--- Start Provided records ---
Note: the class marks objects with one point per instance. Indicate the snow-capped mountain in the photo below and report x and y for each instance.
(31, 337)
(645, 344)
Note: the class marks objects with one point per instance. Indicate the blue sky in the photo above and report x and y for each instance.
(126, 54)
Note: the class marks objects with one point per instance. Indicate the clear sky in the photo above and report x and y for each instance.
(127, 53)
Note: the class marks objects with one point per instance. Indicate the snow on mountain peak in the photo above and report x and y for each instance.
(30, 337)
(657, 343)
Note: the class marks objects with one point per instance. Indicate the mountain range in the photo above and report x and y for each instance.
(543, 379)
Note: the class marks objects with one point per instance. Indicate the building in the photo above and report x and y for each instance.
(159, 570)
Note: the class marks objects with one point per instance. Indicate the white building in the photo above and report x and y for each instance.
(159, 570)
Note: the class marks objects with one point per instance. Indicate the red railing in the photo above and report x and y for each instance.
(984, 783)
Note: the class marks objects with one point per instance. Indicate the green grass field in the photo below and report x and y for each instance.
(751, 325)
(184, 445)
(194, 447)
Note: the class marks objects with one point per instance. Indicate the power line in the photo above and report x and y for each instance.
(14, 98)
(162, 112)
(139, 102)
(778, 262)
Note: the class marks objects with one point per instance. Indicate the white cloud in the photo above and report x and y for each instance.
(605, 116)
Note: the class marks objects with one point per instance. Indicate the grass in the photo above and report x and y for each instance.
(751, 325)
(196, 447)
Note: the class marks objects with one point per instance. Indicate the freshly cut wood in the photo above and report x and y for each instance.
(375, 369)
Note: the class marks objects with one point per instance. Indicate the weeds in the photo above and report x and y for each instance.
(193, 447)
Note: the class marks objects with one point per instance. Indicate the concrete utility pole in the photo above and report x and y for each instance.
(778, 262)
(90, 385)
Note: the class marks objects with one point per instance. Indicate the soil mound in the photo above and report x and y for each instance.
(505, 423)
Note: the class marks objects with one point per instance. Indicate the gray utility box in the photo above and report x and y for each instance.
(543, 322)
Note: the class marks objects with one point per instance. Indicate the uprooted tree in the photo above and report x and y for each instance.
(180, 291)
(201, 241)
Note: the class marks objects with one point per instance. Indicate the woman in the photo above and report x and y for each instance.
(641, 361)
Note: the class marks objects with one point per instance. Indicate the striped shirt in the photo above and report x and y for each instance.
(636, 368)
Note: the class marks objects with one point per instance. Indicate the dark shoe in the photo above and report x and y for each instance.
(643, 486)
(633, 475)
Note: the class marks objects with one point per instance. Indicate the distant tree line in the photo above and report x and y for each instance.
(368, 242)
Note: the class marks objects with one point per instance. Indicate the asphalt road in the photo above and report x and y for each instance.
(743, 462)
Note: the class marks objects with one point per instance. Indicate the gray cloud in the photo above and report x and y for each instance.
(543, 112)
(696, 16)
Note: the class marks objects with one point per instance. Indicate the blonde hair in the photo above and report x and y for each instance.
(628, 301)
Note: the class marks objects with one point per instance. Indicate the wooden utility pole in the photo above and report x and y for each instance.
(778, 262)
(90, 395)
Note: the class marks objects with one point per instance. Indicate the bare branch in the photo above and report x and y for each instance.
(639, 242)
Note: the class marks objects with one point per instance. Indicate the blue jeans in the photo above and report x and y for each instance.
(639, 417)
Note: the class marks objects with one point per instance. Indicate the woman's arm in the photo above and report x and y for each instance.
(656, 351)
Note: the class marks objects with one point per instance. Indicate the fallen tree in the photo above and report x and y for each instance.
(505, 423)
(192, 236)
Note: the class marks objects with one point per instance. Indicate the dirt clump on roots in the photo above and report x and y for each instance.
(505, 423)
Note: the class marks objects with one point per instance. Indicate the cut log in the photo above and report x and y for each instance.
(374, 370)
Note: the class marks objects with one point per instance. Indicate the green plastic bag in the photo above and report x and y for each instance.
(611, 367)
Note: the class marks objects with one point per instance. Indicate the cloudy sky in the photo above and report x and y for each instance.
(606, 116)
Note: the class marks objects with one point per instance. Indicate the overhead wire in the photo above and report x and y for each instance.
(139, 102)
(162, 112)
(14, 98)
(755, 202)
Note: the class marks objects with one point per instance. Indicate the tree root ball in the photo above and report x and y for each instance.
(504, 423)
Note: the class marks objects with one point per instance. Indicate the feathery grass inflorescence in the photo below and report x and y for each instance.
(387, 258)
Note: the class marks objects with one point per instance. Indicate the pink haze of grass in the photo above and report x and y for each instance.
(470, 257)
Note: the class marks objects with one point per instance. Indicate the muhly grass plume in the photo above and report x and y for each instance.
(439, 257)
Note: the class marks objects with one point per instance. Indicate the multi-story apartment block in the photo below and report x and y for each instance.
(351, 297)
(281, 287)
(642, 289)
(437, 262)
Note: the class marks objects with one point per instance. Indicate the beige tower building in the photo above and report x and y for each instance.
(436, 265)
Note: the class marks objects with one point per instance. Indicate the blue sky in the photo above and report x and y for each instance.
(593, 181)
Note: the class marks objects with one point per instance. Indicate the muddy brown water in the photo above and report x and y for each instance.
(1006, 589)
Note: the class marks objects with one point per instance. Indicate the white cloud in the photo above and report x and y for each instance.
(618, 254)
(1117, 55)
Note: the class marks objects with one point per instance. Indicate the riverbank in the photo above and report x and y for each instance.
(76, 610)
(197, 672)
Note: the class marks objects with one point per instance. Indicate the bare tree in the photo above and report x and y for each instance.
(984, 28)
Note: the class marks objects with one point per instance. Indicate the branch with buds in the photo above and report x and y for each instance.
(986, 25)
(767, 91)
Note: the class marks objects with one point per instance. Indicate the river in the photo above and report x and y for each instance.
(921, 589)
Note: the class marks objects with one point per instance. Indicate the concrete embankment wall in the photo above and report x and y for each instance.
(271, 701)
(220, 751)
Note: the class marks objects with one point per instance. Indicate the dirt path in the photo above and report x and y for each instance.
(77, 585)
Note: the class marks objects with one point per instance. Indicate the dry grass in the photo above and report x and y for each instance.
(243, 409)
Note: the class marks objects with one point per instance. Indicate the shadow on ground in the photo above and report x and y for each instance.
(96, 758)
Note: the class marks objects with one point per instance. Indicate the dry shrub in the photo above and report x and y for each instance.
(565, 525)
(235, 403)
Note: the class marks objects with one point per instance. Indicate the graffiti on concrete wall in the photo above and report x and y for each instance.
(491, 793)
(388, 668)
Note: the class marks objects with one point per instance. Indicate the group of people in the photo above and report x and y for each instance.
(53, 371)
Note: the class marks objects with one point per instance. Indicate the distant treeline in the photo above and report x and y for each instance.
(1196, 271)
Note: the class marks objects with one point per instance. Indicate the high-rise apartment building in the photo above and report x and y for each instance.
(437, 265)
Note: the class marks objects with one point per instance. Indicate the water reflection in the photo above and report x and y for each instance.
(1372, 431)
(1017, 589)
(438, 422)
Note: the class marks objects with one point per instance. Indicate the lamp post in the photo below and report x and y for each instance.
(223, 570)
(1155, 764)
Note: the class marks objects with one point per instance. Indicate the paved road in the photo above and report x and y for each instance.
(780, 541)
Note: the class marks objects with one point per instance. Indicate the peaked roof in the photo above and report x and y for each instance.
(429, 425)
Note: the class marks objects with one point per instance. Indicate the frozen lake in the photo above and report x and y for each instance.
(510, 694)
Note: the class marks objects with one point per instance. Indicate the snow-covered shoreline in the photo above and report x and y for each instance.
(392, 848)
--- End Provided records ---
> _Work instructions_:
Rewrite all of the data above, replacing "instance" with "occurrence" wherever it occurs and leaving everything else unchanged.

> _Reply_:
Note: the class marks objects with one point per occurrence. Indicate the snow-capped mountain in the photo below and report x and y for each occurrence.
(31, 337)
(645, 344)
Note: the class marks objects with one point per occurrence. Indicate the blue sky in the photo above and report x and y for each occurrence.
(126, 54)
Note: the class marks objects with one point per occurrence. Indicate the clear sky in the photo above and report x and y for each occurrence.
(127, 53)
Note: the class marks objects with one point per occurrence. Indicate the snow on mountain peak in the photo above and report x and y for each occurrence.
(30, 337)
(657, 343)
Note: the class marks objects with one point per occurrence. Indicate the mountain range in the photo above and report x and y for each occurrence.
(543, 379)
Note: the class marks objects with one point per occurrence. Indicate the building in the photo above and report x and y for each occurrence.
(159, 570)
Note: the class marks objects with one point per occurrence. Indicate the white building in the photo above and report x and y for each occurrence.
(159, 570)
Note: the class marks objects with one point per occurrence. Indicate the red railing in the photo above and report x and y for each occurrence.
(984, 783)
Note: the class marks objects with one point per occurrence. Indicate the green grass field in the photo below and report x and y for each occurrence.
(751, 325)
(184, 445)
(194, 447)
Note: the class marks objects with one point per occurrence. Indicate the power line in the photo above and report x and y for each occurrence.
(14, 98)
(162, 112)
(139, 102)
(778, 262)
Note: the class marks objects with one point per occurrence. Indicate the white cloud in the photo above and report x and y for each occurrence.
(605, 116)
Note: the class marks objects with one point per occurrence. Indicate the grass in the photo above and report x and y for each occurrence.
(751, 325)
(196, 447)
Note: the class marks objects with one point per occurrence. Indicate the freshly cut wood in the photo above and report x and y for each occurrence.
(375, 369)
Note: the class marks objects with one point per occurrence. Indicate the weeds in the photo above and report x and y for each occurrence.
(193, 447)
Note: the class marks objects with one point per occurrence. Indicate the concrete utility pole in the photo above and report x and y for each occurrence.
(778, 262)
(90, 385)
Note: the class marks objects with one point per occurrence. Indicate the soil mound in the photo above and report x and y for each occurrence.
(505, 423)
Note: the class marks objects with one point per occurrence. Indicate the gray utility box in the photo above and report x and y for each occurrence.
(543, 322)
Note: the class marks objects with one point per occurrence. Indicate the uprooted tree in the photo above and report x and y for each occurrence.
(180, 291)
(201, 241)
Note: the class marks objects with one point per occurrence. Indicate the woman in the photo above and report x and y for each occurrence.
(641, 361)
Note: the class marks objects with one point per occurrence. Indicate the striped shirt in the photo above and report x and y for each occurrence.
(636, 368)
Note: the class marks objects with one point per occurrence. Indicate the dark shoe in the photo above and report x and y for each occurrence.
(643, 486)
(633, 475)
Note: the class marks objects with one point per occurrence. Indicate the distant tree line in the photo above and report x and y for each occurrence.
(368, 242)
Note: the class marks objects with one point per occurrence. Indicate the asphalt road in the photo above and report x and y for each occurrence.
(743, 462)
Note: the class marks objects with one point per occurrence. Indicate the gray cloud in the photo above and report x and y for each occurrence.
(543, 112)
(696, 16)
Note: the class marks objects with one point per occurrence. Indicate the blonde hair in the photo above and report x and y for each occurrence.
(628, 301)
Note: the class marks objects with one point per occurrence. Indicate the wooden utility pole in the photo above and report x and y for each occurrence.
(778, 262)
(90, 395)
Note: the class marks objects with one point per occurrence. Indicate the bare branch in the photo above and report x and y for each occurrence.
(639, 242)
Note: the class marks objects with one point per occurrence. Indicate the blue jeans in the photo above and report x and y for each occurrence.
(639, 417)
Note: the class marks objects with one point per occurrence. Indicate the woman's arm in the photo above and report x and y for each occurrence.
(656, 351)
Note: the class marks objects with one point per occurrence. Indicate the fallen tree in the photo above and report x and y for each occurrence.
(505, 423)
(192, 236)
Note: the class marks objects with one point per occurrence. Indicate the dirt clump on roots in the photo above and report x and y for each occurrence.
(505, 423)
Note: the class marks objects with one point per occurrence. Indicate the cut log in the photo above and report x and y for each occurrence.
(374, 370)
Note: the class marks objects with one point per occurrence. Indicate the green plastic bag in the photo above and report x and y for each occurrence.
(611, 367)
Note: the class marks objects with one point per occurrence. Indicate the cloudy sky in the photo above and report x and y for each occurrence.
(606, 116)
Note: the class marks objects with one point per occurrence. Indicate the overhead wire in the photo above and report x and y for each occurrence.
(139, 102)
(162, 112)
(14, 98)
(755, 202)
Note: the class marks objects with one point per occurrence. Indicate the tree root ball in the photo above and report x and y for each occurrence.
(504, 423)
Note: the class marks objects with one point per occurrence. Indicate the feathery grass inflorescence in the photo below and report x and y for each occurrence.
(387, 258)
Note: the class marks objects with one point per occurrence. Indicate the pink haze of grass in the photo above and report x and y for each occurrence.
(470, 257)
Note: the class marks objects with one point per occurrence. Indicate the muhly grass plume in the photo above and report x and y for each occurrence.
(439, 257)
Note: the class marks objects with one point per occurrence. Indicate the multi-story apartment block in the photo below and report x and y for each occurrence.
(351, 297)
(281, 287)
(642, 289)
(437, 262)
Note: the class marks objects with one point per occurrence. Indicate the beige tower building in the photo above and report x and y for each occurrence.
(436, 265)
Note: the class marks objects with one point per occurrence. Indicate the blue sky in the photo above and report x and y for each occurrence.
(593, 181)
Note: the class marks objects with one point per occurrence. Indicate the muddy brown water in the photo above and report x and y for each occurrence.
(1006, 589)
Note: the class marks objects with one point per occurrence. Indicate the white cloud in the photo above and report x and y for each occurrence.
(618, 254)
(1117, 55)
Note: the class marks objects with one point per occurrence. Indicate the riverbank in the photo above and report x and y for each occurrence.
(76, 610)
(197, 672)
Note: the class marks objects with one point per occurrence. Indicate the bare tree in the photo above and report x and y for each occurrence.
(984, 28)
Note: the class marks objects with one point per occurrence. Indicate the branch with buds in the photo above and report x and y for each occurrence.
(986, 25)
(767, 91)
Note: the class marks objects with one point per occurrence. Indicate the river in the photo above and report x and y for each occurrence.
(921, 589)
Note: the class marks objects with one point per occurrence. Indicate the concrete embankment wall in the photo above and report x and y for each occurrence.
(271, 701)
(220, 751)
Note: the class marks objects with one point per occurrence. Indicate the dirt path in the photo above and report x and y for each occurrence.
(77, 585)
Note: the class marks objects with one point per occurrence. Indicate the dry grass in the photo above and report x and y for each occurrence.
(243, 409)
Note: the class marks objects with one point per occurrence. Indicate the shadow on ground in the photo above and report x and y for each occurrence.
(96, 758)
Note: the class marks objects with one point per occurrence. Indicate the dry shrub in the photo above and report x and y for each occurrence.
(565, 525)
(235, 403)
Note: the class marks objects with one point per occurrence. Indicate the graffiti on concrete wall in the photo above and report x and y for each occurrence.
(491, 793)
(388, 668)
Note: the class marks objects with one point per occurrence. Indicate the group of people in the photo above and report x and y for each occurrence.
(53, 371)
Note: the class marks objects with one point per occurrence. Indicate the distant treeline in the photo above and report x and y for each occurrence.
(1196, 271)
Note: the class marks objects with one point per occurrence. Indicate the high-rise apartment building in the photo above and report x and y for each occurrence.
(437, 265)
Note: the class marks objects with one point per occurrence. Indicate the water reflection in the photo above and report x and y for each occurrence.
(1372, 431)
(1017, 589)
(438, 422)
Note: the class marks objects with one point per occurrence. Indicate the lamp post in the photo below and report x and y for each occurrence.
(223, 570)
(1155, 764)
Note: the class marks objects with one point per occurrence. Indicate the paved road in the photo above and report x and y for each occurrence.
(780, 541)
Note: the class marks objects with one point per occurrence. Indicate the peaked roof in the photo above and report x and y for each occurrence.
(429, 425)
Note: the class marks objects with one point per occurrence. Indicate the frozen lake in the photo above and report x and y for each occurrence.
(510, 694)
Note: the class marks objects with one point per occurrence. Indicate the snow-covered shoreline in the photo above and report x and y for each occurrence.
(392, 848)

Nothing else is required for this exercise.